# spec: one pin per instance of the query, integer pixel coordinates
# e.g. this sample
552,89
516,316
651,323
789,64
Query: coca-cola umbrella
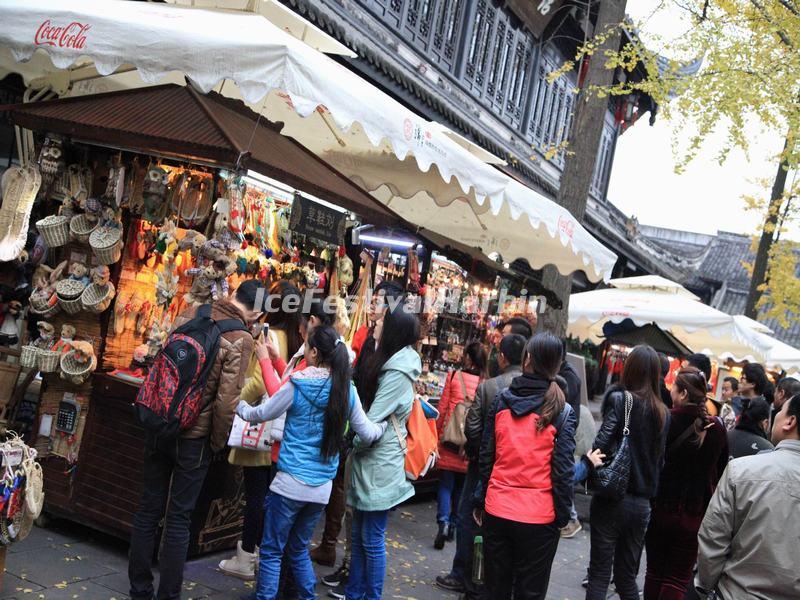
322,104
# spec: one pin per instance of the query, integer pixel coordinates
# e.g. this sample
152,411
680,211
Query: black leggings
256,484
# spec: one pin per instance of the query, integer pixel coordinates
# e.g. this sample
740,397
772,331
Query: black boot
444,530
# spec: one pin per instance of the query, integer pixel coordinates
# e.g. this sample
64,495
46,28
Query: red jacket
450,460
527,474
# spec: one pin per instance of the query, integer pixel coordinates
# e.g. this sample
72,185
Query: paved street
70,562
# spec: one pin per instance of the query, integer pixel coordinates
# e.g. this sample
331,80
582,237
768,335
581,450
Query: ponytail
546,352
333,354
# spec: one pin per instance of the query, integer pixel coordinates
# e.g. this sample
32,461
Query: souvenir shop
130,206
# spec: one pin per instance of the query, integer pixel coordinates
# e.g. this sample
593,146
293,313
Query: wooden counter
103,489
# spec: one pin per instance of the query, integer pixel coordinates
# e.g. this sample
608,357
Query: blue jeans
288,524
368,561
466,528
450,484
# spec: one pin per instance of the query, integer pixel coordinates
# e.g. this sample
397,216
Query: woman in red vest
526,466
460,388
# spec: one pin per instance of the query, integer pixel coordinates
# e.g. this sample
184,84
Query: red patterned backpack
171,398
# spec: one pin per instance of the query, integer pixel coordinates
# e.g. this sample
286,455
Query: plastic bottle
477,560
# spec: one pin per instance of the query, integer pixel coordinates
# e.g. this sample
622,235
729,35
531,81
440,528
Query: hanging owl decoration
51,160
154,193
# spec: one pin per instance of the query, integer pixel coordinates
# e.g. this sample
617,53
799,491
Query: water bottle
477,560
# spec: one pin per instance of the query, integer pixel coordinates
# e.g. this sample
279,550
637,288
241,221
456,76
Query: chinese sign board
317,221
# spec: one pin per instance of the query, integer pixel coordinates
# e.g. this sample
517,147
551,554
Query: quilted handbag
611,480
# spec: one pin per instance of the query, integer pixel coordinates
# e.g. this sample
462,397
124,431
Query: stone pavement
69,562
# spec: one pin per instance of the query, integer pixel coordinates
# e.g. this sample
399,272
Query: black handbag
611,479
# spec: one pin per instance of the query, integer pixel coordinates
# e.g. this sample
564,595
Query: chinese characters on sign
317,221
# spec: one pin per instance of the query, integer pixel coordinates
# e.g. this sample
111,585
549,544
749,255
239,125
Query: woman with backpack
695,457
526,468
318,400
634,411
378,481
457,397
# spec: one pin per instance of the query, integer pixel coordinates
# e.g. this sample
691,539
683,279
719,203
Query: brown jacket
226,378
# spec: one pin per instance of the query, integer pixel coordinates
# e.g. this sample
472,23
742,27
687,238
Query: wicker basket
106,244
69,289
74,370
97,298
48,360
27,356
80,227
54,230
72,306
44,311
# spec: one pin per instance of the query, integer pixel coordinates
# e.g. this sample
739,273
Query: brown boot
324,555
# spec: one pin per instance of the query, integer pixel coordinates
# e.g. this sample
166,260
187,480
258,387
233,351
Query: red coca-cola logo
68,36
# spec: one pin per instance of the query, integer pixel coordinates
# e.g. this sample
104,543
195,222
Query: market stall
367,135
141,203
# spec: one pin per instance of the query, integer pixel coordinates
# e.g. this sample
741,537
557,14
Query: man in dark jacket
510,363
573,395
174,469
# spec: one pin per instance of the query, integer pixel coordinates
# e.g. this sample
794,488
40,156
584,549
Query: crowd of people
697,483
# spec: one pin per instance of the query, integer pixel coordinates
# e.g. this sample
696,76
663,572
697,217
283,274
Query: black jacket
646,440
524,396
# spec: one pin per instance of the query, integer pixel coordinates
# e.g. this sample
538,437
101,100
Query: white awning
322,104
699,326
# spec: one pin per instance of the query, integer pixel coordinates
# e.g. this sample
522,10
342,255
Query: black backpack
171,398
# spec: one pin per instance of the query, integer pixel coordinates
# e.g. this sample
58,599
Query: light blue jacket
378,480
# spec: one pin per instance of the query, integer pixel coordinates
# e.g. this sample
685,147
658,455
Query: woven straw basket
44,310
48,360
106,244
54,230
80,227
97,298
27,356
75,370
72,306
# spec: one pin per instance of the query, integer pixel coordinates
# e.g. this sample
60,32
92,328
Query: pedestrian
666,397
752,384
285,338
573,395
695,457
318,401
619,525
702,363
527,469
518,326
786,388
494,339
460,387
748,538
378,481
510,363
174,469
730,388
385,294
750,434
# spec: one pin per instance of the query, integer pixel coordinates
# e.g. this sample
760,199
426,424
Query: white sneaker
241,565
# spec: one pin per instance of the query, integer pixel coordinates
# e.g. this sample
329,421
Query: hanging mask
51,159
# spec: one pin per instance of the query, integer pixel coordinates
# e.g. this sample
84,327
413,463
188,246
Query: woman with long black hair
318,400
695,457
378,481
619,524
526,467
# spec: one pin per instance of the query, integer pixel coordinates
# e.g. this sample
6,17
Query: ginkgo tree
749,78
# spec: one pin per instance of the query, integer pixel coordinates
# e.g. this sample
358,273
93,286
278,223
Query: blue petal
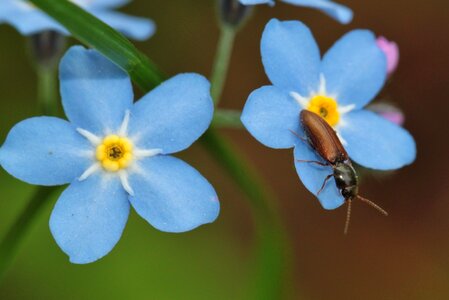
32,21
313,176
45,151
89,218
355,69
339,12
173,115
132,27
172,196
375,142
270,115
291,56
95,92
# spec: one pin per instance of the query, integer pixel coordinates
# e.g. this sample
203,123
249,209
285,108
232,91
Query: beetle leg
313,162
324,183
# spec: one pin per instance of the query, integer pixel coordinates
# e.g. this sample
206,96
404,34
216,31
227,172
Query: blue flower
115,154
28,19
337,11
337,87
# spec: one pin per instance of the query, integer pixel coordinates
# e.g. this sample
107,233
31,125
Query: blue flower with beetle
336,87
28,19
337,11
115,154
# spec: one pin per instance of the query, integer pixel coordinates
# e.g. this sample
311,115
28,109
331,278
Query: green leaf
97,34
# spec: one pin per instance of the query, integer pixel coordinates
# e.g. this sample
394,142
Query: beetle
325,142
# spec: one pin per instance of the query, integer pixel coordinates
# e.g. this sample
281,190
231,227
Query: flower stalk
222,60
10,243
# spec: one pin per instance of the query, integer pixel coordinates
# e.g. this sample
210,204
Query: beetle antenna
372,204
348,216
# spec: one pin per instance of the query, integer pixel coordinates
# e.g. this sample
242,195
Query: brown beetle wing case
323,137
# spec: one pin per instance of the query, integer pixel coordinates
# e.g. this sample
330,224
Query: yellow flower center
326,107
114,153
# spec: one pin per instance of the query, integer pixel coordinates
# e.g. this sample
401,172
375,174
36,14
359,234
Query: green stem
10,243
227,118
47,92
273,249
222,59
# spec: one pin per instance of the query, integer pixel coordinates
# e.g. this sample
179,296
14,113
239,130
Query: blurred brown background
404,256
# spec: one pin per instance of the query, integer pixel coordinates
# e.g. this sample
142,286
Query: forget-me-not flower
115,154
28,19
337,11
337,87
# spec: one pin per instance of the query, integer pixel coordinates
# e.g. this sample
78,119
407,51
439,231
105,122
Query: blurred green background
404,256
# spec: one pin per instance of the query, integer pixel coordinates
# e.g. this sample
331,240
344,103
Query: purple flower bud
391,51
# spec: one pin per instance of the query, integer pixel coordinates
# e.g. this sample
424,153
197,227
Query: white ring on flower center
304,103
123,173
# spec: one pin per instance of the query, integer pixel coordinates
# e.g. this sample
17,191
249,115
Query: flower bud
233,13
391,51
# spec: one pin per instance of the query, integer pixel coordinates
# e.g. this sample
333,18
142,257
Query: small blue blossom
337,87
337,11
28,19
115,154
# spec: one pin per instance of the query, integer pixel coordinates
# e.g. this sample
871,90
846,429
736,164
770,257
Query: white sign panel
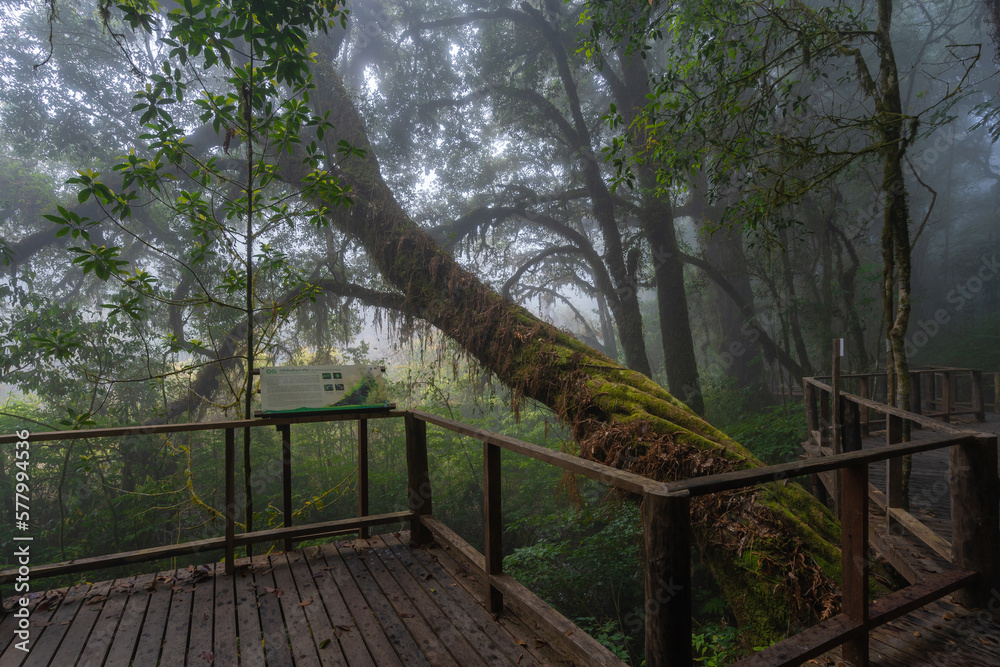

Action item: Copy each line of the records above without change, but do not include any picture.

Result:
# spec: one pin per instance of the query, integer pixel coordinates
# e.g. this sample
552,89
516,316
651,323
789,64
Query: coca-cola umbrella
322,104
# spec: one pin per instance of the query, integer pixel coordinates
# e.g. this sample
152,411
680,211
Query: black leggings
256,484
# spec: one pin per instance of the query, integer pixel coordinates
# e.g. this sample
740,397
772,331
Query: black boot
444,530
# spec: one pin per instance of the query, integer pixel coordinates
# e.g. this sample
64,495
46,28
Query: red jacket
450,460
527,474
# spec: one pin per instance of the query, integer pixel coordinates
# e.g. this sample
72,185
Query: paved street
70,562
# spec: one pin per instance of the query, integer pixel coordinates
# e.g. this sample
331,80
582,237
768,335
581,450
Query: ponytail
546,352
333,354
# spec: one pin per instance of the query, integer pixel coordinates
# e.g. this sample
32,461
Query: souvenir shop
130,206
# spec: one pin per instance of the query, integer pixel coordinates
# e.g. this sample
593,146
293,313
Query: wooden counter
103,489
# spec: one pin per instance of the query, integer pixel coordinates
# e.g. this sample
608,357
Query: blue jeans
288,524
368,561
466,528
450,484
# spec: one pin per instance of the query, integer pixel coordinates
# e.g. this sample
397,216
Query: woman in red vest
526,466
460,388
# spec: one pin per instance of the query, integer pixel coordinates
# e.g. this sample
184,84
Query: red patterned backpack
171,398
# spec: one pin per instance of the query, integer pixel coordinates
# e.g. this sample
286,455
Query: plastic bottle
477,560
# spec: one pin per instance of the query, integer pixel coordinates
# e.g. this sample
622,235
729,35
531,81
440,528
Query: hanging owl decoration
51,160
154,193
# spec: one pin per instance of the query, integer pixel coordinates
# e.g. this sample
617,53
799,491
Query: water bottle
477,560
# spec: one pin per instance of the query, integer pixel coordinates
# e.g. this sample
279,550
637,288
241,221
456,76
Query: chinese sign board
317,221
# spec: one pin per instance of the query, integer pixel coordinates
# e.g. this sample
517,147
551,554
Query: quilted handbag
611,480
# spec: one pin per instance of the query, integer pixel coordinates
# e.g. this sample
462,397
124,431
Query: stone pavement
69,562
# spec: one pin per instance of the query, integer pixel coordinates
# e.g. this sample
399,272
Query: black handbag
611,479
# spec: one pin per instance of the query, integer pixel coordinates
# e.g. this sample
564,595
Query: chinese characters on sign
317,221
# spec: one pin per instance of the query, integer pixel coordinates
# e.g. this sample
111,585
549,544
749,255
239,125
Query: woman with backpack
695,457
526,468
318,400
634,411
378,481
457,397
# spec: one pin per instance of the query, integer pixel coordinates
# e.g. this sample
691,539
683,279
719,203
Query: brown jacket
226,378
# spec: one pin per instance of the query, integer pixel coordinates
# e.g. this sample
472,23
742,27
687,238
Query: wicker basket
106,244
69,289
74,370
97,298
48,360
27,356
80,227
54,230
72,306
44,311
# spec: one pin per instance of the query, integer pixel coordinates
# e.g. this sample
739,273
Query: brown boot
324,555
# spec: one pin per instance of the query, integer pixel coordinates
# e.g. this sample
166,260
187,480
258,387
233,351
Query: red coca-cola logo
68,36
# spec: one pin per instance of the query, integer pixel coordinates
# e.g. this sample
104,543
195,222
Query: market stall
367,135
141,203
# spec: one pin per instance of the query, integer pixel coordinates
# e.g. this sample
741,537
557,14
Query: man in dark jacket
510,363
573,395
174,469
# spec: one pin per instance of the query, integer pixel coordinates
# e.g. this sample
794,488
40,156
584,549
Query: crowd of people
697,483
# spec: one pin per instance of the query, integer pixel coordinates
# e.g. this sample
696,76
663,572
697,217
283,274
Query: black jacket
646,440
524,396
# spec: one pin per instance of the query, integer pixel coordinates
# e.g. this sample
538,437
101,100
Query: white awning
322,104
699,326
# spec: one pin per instance of the query, integer pixel coordinates
# e.g. this sample
522,10
342,255
Query: black backpack
171,398
# spec: one pin per instance of the query, integer pixel coordinates
# e.g. this sample
58,599
Query: light blue jacket
378,480
# spec: one pin per instance of the query, integer pixel coordinates
# e.g. this sample
685,147
658,455
Query: woven straw basket
44,310
48,360
106,244
54,230
80,227
97,298
27,356
75,370
72,306
# spec: one pin per instance of the query, integer pixel coordinates
# e.g. this sample
60,32
92,328
Query: pedestrian
666,397
752,384
285,338
573,395
695,457
318,401
619,525
702,363
527,469
518,326
786,388
494,339
460,387
748,538
378,481
510,363
174,469
730,388
385,294
750,434
# spec: one pin per instance of the query, integer pixel coordinates
# e.g. this sample
760,199
426,424
Query: white sneaker
241,565
# spec: one pin per instance of the query, integer pixel coordinates
# e.g. this sample
329,421
Query: hanging mask
51,159
# spec: one pin per instance of the query, integer pixel coordinates
# e.g. this sample
84,327
413,463
188,246
Query: woman with long black hair
318,400
695,457
378,481
619,524
526,467
# spec: one pin per instance of the query, integer pixel coordinates
# e.g. this sample
6,17
Query: ginkgo tree
749,78
# spec: one pin per instance of the query, integer pixel coordinates
# e.g. this sample
358,273
93,286
278,223
Query: blue petal
32,21
313,176
45,151
89,218
355,69
339,12
173,115
132,27
172,196
375,142
270,115
291,56
95,92
# spec: one pin per instance of the query, integer pixel coordinates
# e.g. this sample
203,123
249,209
285,108
232,91
Query: beetle leg
313,162
324,183
# spec: one pin per instance of the query, integer pixel coordinates
# e.g. this sample
206,96
404,34
216,31
227,172
Query: blue flower
115,154
28,19
337,11
337,87
# spec: one pin per instance of the query, integer pixel coordinates
# e.g. this sample
107,233
31,125
Query: blue flower with beetle
336,87
28,19
337,11
115,154
# spec: one pin per instance of the query, integer pixel coordinates
# e.g. this sample
311,115
28,109
331,278
Query: green leaf
97,34
# spec: one pin per instance of the query, integer pixel coordinates
# e.g. this sample
394,142
Query: beetle
325,142
# spec: one pin per instance of the query, integer pixel coordinates
# e.g. this sample
281,190
231,227
Query: flower stalk
222,60
10,243
# spec: one pin per instance of the query, integer pixel coordinates
# e.g. this sample
210,204
Query: beetle antenna
372,204
348,216
# spec: one pin per instance of the query, integer pixel coordinates
# e.g. this sample
242,195
Query: brown beetle wing case
323,137
# spec: one pin per instance of the query, integer pixel coordinates
# e.g. this sample
330,224
Query: yellow flower center
326,107
114,153
# spec: one pin per instance of the query, integer pixel coordinates
# e.g. this sample
401,172
375,174
36,14
359,234
Query: green stem
10,243
227,118
47,92
273,249
222,59
# spec: one pin per instance of the query, integer pixel coordinates
# e.g. this sample
179,296
14,113
239,130
Query: blurred brown background
404,256
# spec: one pin per instance of the query, integer pixel coordinates
# e.g. this sample
142,286
Query: forget-me-not flower
115,154
28,19
337,11
337,87
# spec: one pin per instance of the query, integer pixel coordinates
# e.g. this sample
78,119
407,51
439,231
105,122
Query: blurred green background
404,256
# spec: one pin per instance of the query, integer pixel coordinates
# e.g. this sample
331,240
344,103
Query: purple flower bud
391,51
# spec: one pin per instance of the query, integer pixel coordinates
# e.g. this sample
424,153
197,227
Query: white ring on flower center
304,103
123,173
# spec: one pin per instance of the query, integer pixel coordinates
# e.g. this sample
17,191
249,115
Query: flower bud
233,13
391,51
# spec: one pin per instance of the query, integer pixel coordinates
# e.g. this sample
333,18
142,257
Query: small blue blossom
337,87
337,11
28,19
115,154
# spec: one pin per instance of the query, integer pixel coordinates
# e.g. this sample
871,90
846,429
736,164
770,257
Query: white sign panel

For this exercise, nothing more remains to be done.